## Challenge 1
Edit the listing from the line with "Find the gray" up to and including its final line, replacing "black metal fence" with "wooden rail fence" and keeping everything else the same.

## Selected extract
** Start **

Critically, linking data is not automatic; it relies on metadata completeness and coordination. Publishers and repositories must deposit ORCID iDs and references with Crossref/DataCite, and ID systems must exchange info. The Auto-Update feature (2015) allows Crossref/DataCite to push new DOIs to an author’s ORCID record if the ORCID iD was provided (^[5]) (^[6]). Similarly, ORCID’s Search & Link wizard lets authors import works from Crossref or DataCite. OpenAlex, for its part, continually harvests updated records from these APIs. There remain challenges: many publications and older works lack ORCIDs, PIDs adoption varies by field, and systems are siloed (rogue-scholar critique (^[23])). Nonetheless, this report examines how, through standards and partnerships, Crossref, DataCite, ORCID, and OpenAlex collectively weave the threads of scholarly output into an interconnected web.

Crossref: Linking the Scholarly Literature

Crossref is a non-profit membership organization that registers DOIs for scholarly literature and maintains an open database of publication metadata. Founded in 2000 by publishers (the Publishers International Linking Association), Crossref’s mission is to make research easy to find, cite, link, assess, and reuse (^[24]). Its members include over 24,000 publishers, societies, research institutions, and funders from 166 countries (^[25]), all depositing metadata and DOIs for journal articles, books, proceedings, preprints, and (increasingly) grant records and datasets.

By 2025, Crossref’s metadata store encompassed ~180 million records (^[1]): each DOI has an associated metadata record with title, authors, journal, dates, references, funder info, etc. As Crossref highlights, it provides APIs (REST, REST-TEXT, etc.) that are used by thousands of tools and services (^[26]). This API access powers citation indexing and discovery: Google Scholar, OpenAlex, Unpaywall, and many libraries regularly harvest Crossref metadata. Crossref’s “Participations Reports” (2025) even allow members to audit metadata completeness across all records (^[1]).

** End **

## Entries
** Start **

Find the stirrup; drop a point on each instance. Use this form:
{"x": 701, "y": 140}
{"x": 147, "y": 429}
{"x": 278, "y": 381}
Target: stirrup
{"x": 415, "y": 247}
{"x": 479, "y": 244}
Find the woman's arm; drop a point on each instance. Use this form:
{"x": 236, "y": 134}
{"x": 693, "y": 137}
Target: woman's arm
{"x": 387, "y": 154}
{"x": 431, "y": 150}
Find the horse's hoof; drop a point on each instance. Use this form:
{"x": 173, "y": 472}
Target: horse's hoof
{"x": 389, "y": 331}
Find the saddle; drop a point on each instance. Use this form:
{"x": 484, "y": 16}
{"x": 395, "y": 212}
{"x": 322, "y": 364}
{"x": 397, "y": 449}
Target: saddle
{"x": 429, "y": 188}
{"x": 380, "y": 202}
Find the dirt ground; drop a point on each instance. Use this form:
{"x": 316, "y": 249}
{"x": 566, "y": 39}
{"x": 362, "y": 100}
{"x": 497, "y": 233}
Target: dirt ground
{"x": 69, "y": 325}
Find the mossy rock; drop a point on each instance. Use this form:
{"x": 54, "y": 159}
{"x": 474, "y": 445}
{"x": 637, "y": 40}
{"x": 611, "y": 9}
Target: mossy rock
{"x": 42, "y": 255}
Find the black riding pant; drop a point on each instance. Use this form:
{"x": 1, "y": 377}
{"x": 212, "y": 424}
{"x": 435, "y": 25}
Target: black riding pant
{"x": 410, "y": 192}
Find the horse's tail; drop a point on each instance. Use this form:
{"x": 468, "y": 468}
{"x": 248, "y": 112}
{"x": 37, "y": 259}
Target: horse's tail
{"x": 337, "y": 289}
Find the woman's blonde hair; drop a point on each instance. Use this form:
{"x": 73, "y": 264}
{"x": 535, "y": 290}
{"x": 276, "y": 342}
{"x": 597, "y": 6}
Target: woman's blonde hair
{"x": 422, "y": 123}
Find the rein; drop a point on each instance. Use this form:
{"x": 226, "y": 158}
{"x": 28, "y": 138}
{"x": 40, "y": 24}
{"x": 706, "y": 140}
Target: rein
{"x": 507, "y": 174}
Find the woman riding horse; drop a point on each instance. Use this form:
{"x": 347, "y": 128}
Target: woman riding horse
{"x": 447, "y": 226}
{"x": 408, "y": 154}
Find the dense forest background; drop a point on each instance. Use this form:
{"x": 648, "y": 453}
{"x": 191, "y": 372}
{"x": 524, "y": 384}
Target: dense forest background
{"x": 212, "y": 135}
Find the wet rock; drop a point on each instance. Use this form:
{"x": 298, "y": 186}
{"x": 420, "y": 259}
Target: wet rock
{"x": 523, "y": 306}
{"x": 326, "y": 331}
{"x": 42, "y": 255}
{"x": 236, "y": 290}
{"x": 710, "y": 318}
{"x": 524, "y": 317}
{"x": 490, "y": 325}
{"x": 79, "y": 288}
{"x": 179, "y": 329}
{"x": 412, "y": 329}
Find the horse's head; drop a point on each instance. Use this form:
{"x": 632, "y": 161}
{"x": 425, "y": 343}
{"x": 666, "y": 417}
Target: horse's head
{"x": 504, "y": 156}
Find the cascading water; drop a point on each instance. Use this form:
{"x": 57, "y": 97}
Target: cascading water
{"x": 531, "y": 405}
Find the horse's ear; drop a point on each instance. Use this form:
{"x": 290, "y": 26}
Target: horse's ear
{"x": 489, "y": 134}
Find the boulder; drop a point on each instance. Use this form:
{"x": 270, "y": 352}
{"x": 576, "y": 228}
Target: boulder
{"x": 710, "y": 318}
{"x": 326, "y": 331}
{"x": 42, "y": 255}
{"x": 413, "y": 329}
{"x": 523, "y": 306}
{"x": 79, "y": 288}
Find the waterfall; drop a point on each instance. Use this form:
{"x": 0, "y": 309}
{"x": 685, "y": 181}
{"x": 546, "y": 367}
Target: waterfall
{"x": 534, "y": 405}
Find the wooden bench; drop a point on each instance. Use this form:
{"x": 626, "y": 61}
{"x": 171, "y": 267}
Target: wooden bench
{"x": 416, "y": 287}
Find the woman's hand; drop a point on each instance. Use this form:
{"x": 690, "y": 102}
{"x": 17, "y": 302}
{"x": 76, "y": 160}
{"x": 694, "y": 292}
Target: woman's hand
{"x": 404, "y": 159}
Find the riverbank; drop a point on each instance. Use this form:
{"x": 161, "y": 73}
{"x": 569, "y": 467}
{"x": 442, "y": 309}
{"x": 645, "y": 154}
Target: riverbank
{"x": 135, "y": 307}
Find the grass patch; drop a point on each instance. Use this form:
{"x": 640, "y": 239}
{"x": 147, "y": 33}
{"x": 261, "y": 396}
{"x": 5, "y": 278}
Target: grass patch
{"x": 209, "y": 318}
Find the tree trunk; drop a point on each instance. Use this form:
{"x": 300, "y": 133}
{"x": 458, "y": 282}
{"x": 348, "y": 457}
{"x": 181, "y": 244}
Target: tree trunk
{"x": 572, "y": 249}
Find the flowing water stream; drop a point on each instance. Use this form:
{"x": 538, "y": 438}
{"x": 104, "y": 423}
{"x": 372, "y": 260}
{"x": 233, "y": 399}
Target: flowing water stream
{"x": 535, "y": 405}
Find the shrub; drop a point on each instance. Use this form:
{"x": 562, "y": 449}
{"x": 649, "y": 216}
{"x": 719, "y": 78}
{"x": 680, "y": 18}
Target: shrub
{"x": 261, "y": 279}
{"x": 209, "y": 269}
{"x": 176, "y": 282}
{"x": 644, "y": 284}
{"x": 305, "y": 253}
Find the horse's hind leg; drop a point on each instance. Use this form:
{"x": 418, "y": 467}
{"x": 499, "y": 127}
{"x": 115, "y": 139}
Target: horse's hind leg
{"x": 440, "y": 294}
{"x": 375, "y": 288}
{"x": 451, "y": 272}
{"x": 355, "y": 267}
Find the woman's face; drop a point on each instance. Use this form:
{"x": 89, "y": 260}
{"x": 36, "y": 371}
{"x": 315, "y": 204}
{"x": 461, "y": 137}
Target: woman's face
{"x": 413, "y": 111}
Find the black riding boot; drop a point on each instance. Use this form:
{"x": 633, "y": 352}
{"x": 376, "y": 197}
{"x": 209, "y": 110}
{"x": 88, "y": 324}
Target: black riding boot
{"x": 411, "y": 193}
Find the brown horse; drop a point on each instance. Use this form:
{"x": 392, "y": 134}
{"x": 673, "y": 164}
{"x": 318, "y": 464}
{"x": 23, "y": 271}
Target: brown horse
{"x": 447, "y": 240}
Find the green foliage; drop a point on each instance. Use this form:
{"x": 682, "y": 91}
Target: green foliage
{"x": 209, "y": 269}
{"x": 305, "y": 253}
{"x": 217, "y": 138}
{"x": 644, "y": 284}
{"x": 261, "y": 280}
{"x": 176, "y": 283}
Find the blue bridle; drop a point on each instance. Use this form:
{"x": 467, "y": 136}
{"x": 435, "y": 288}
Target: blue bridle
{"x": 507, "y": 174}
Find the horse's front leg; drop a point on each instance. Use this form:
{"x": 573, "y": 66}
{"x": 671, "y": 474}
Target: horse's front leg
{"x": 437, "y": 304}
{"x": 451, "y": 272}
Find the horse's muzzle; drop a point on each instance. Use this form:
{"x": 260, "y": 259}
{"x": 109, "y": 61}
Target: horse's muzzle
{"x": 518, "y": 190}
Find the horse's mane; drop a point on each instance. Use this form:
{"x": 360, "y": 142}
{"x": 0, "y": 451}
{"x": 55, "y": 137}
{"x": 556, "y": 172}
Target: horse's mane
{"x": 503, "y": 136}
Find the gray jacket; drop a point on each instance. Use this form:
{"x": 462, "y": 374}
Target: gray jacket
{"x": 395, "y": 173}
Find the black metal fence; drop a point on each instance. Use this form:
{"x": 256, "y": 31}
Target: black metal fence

** End **

## Challenge 2
Transcribe the text on scholarly metadata linking from "Crossref: Linking the" up to and including "records and datasets.".

## Exercise response 1
Find the gray jacket; drop a point on each instance. Use this form:
{"x": 462, "y": 374}
Target: gray jacket
{"x": 395, "y": 173}
Find the wooden rail fence; drop a point on each instance. Use this form:
{"x": 256, "y": 31}
Target: wooden rail fence

## Exercise response 2
Crossref: Linking the Scholarly Literature

Crossref is a non-profit membership organization that registers DOIs for scholarly literature and maintains an open database of publication metadata. Founded in 2000 by publishers (the Publishers International Linking Association), Crossref’s mission is to make research easy to find, cite, link, assess, and reuse (^[24]). Its members include over 24,000 publishers, societies, research institutions, and funders from 166 countries (^[25]), all depositing metadata and DOIs for journal articles, books, proceedings, preprints, and (increasingly) grant records and datasets.